> _DESCRIPTION OF THE TASK_
Pictures are to be left out, and only the lines from the one containing "Phrase: thorny stem" through the last line of the data are to be returned exactly.
*** Opening DATA LISTING ***
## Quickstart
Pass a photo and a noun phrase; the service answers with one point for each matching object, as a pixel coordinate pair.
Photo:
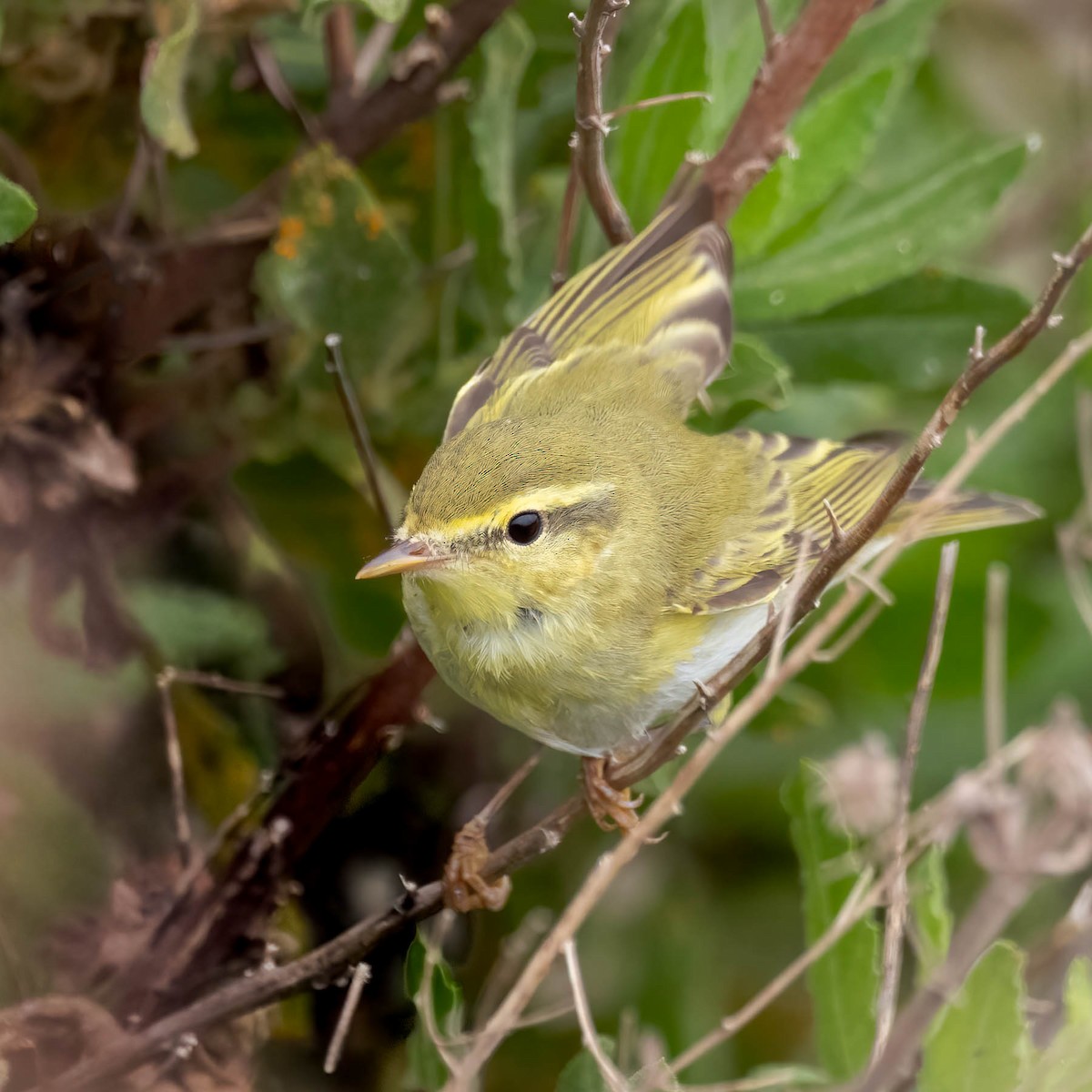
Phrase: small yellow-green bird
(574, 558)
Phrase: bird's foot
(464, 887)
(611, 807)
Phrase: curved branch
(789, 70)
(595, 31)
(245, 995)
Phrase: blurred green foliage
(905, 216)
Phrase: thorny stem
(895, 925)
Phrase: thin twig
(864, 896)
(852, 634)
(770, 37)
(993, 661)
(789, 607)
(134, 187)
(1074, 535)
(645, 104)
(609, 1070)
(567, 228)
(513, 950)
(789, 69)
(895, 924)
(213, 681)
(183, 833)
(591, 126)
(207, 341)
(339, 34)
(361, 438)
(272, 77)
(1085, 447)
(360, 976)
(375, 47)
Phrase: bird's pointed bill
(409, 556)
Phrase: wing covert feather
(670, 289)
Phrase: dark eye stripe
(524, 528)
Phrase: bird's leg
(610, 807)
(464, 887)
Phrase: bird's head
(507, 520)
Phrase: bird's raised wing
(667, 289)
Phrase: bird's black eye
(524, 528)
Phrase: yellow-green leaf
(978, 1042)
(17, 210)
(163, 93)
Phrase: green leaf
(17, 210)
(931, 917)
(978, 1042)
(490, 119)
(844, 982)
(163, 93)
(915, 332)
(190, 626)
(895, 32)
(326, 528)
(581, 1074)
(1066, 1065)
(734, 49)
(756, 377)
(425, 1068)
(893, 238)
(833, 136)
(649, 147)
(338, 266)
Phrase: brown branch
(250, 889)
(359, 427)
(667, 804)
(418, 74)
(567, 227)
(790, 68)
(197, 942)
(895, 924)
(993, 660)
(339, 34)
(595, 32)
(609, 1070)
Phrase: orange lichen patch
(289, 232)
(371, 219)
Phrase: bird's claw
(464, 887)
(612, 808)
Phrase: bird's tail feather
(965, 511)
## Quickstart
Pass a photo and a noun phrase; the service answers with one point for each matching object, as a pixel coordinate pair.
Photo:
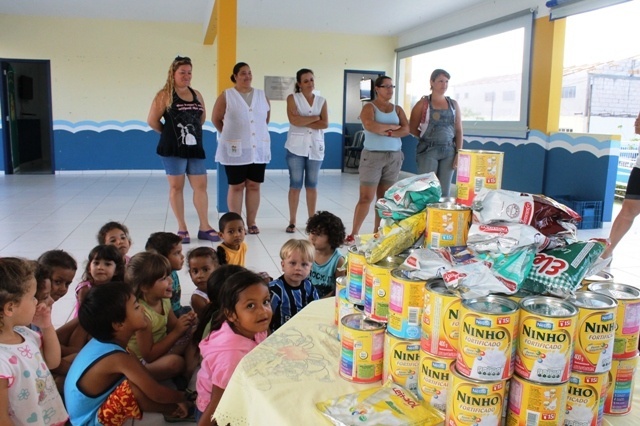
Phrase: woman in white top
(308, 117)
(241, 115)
*** Closing DATA LISTING ***
> _RESPONSE TO THE EXERCISE_
Phrase: thorny stem
(895, 925)
Phrase: thin twig
(864, 896)
(852, 634)
(770, 37)
(993, 661)
(789, 607)
(134, 187)
(1074, 535)
(645, 104)
(609, 1070)
(567, 228)
(513, 950)
(789, 69)
(895, 924)
(213, 681)
(183, 833)
(591, 126)
(207, 341)
(339, 34)
(361, 438)
(272, 77)
(1085, 447)
(360, 976)
(375, 47)
Phrase: bird's pointed bill
(409, 556)
Phrase: wing covert feather
(670, 289)
Phrase: dark eye stripe
(524, 528)
Phrase: bird's leg
(610, 807)
(464, 887)
Phrase: bird's head
(507, 520)
Phrase: bird's raised wing
(667, 289)
Phrase: bird's black eye
(524, 528)
Phrase: yellow-green leaf
(978, 1042)
(17, 210)
(163, 93)
Phrase: green leaf
(17, 210)
(931, 917)
(978, 1042)
(490, 119)
(844, 982)
(163, 93)
(915, 332)
(190, 626)
(895, 32)
(326, 528)
(581, 1074)
(1066, 1065)
(734, 49)
(756, 377)
(425, 1068)
(893, 238)
(833, 136)
(649, 147)
(338, 266)
Phrase: brown branch
(250, 889)
(359, 427)
(667, 804)
(418, 74)
(567, 227)
(790, 68)
(197, 942)
(895, 924)
(993, 660)
(339, 34)
(595, 32)
(609, 1070)
Phrase: orange lichen patch
(289, 232)
(371, 219)
Phrase: bird's claw
(464, 887)
(612, 808)
Phrase: bird's tail feather
(965, 511)
## Quickstart
Pass a photo and a noun phrase; the service answers with one point for each matching object, as a pixel coordinate pair.
Photo:
Phrase: woman in white top
(308, 117)
(241, 115)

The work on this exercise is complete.